Are you really trying to say that the only thing that will be wrong with this game is that you won't have Pierce Brosnan's Celtic features to get you off?


----------



## Mino (Oct 31, 2010)

ACCF18 said:
			
		

> Psychonaut said:
> 
> 
> 
> ...


What a well-thought-out reply.


----------



## Bacon Boy (Oct 31, 2010)

The graphics look the same. Look at the gameplay video, they're not refined, amazing graphics. Like every FPS on the Wii, the graphics are less than average, the controls (thank God you can use the classic controller) will suck if you have to use the wiimote, unless this promotes wiimotion+, which, from what I can tell, it does not.


----------



## Psychonaut (Oct 31, 2010)

Bacon Boy said:
			
		

> The graphics look the same. Look at the gameplay video, they're not refined, amazing graphics. Like every FPS on the Wii, the graphics are less than average, the controls (thank God you can use the classic controller) will suck if you have to use the wiimote, unless this promotes wiimotion+, which, from what I can tell, it does not.
○ ○ ○
- **REQUIRED WORK**
1. Name the user shown in each post heading of the forum thread above, in order.
2. Find every line in the records below that contains the word "appliance" and copy it. Case counts.

- **GIVEN DATA**
○ ○ ○
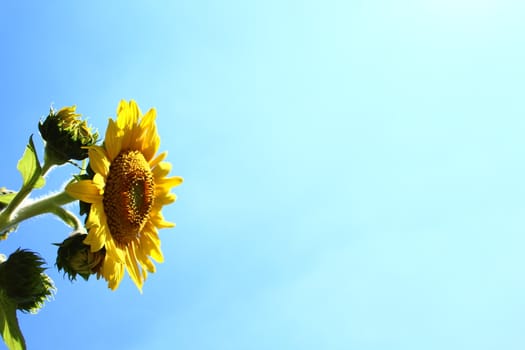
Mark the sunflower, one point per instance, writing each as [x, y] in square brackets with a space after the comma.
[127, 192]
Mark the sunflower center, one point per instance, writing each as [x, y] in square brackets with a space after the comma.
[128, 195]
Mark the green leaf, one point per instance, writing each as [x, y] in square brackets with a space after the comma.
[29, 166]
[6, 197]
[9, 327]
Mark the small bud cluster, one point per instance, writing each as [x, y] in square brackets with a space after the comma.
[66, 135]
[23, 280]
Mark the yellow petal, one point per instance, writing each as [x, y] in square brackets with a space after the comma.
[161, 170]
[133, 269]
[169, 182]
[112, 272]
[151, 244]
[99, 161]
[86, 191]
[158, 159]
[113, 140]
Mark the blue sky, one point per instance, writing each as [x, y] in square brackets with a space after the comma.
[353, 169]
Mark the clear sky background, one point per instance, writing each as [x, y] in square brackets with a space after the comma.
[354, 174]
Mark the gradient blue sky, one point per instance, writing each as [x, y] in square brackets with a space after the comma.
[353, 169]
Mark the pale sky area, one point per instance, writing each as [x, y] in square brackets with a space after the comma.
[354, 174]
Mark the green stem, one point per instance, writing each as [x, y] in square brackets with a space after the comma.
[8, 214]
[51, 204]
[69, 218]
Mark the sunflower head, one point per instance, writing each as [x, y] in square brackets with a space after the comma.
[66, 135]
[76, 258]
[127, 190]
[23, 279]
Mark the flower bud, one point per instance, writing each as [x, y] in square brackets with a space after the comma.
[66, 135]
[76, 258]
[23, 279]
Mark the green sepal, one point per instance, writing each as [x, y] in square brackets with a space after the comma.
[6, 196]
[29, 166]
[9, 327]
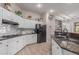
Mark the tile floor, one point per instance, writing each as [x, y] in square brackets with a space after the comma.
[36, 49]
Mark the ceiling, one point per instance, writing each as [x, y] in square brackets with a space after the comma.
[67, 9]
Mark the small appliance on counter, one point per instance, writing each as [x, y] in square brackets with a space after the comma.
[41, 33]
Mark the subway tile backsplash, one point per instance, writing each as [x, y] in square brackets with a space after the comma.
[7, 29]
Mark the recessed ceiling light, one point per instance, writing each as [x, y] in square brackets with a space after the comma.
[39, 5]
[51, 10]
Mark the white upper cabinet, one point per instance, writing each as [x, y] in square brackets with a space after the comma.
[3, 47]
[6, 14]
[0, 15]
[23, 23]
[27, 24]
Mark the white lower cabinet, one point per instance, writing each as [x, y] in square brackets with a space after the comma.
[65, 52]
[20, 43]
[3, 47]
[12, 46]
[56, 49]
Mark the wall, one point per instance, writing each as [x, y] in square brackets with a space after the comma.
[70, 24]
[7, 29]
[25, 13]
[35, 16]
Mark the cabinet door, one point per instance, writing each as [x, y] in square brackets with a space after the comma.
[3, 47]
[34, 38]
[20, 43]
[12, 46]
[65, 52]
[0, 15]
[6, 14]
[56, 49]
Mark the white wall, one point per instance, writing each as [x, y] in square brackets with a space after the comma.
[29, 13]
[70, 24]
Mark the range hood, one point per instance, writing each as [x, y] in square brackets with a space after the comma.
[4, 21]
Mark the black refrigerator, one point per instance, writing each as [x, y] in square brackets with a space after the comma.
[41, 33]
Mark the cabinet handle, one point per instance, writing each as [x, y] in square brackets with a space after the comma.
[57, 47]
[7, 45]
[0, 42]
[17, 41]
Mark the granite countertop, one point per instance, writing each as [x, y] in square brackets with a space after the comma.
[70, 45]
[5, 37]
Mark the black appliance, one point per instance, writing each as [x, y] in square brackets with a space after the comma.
○ ○ ○
- **ANSWERS GIVEN**
1. Mino, Bacon Boy, Psychonaut

2.
Mark the small appliance on counter, one point per instance, writing each as [x, y] in square brackets with a space after the comma.
Mark the black appliance, one point per instance, writing each as [x, y] in square brackets with a space after the comma.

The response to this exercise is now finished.